Scan the listing below. Report each line that includes "instance".

** Supplied records follows **

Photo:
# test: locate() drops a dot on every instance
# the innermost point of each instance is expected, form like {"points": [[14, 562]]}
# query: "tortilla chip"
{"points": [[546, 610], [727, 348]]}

** End of Supplied records **

[Answer to the problem]
# test: locate() drops a dot on every instance
# the innermost point of each instance is expected, form like {"points": [[14, 562]]}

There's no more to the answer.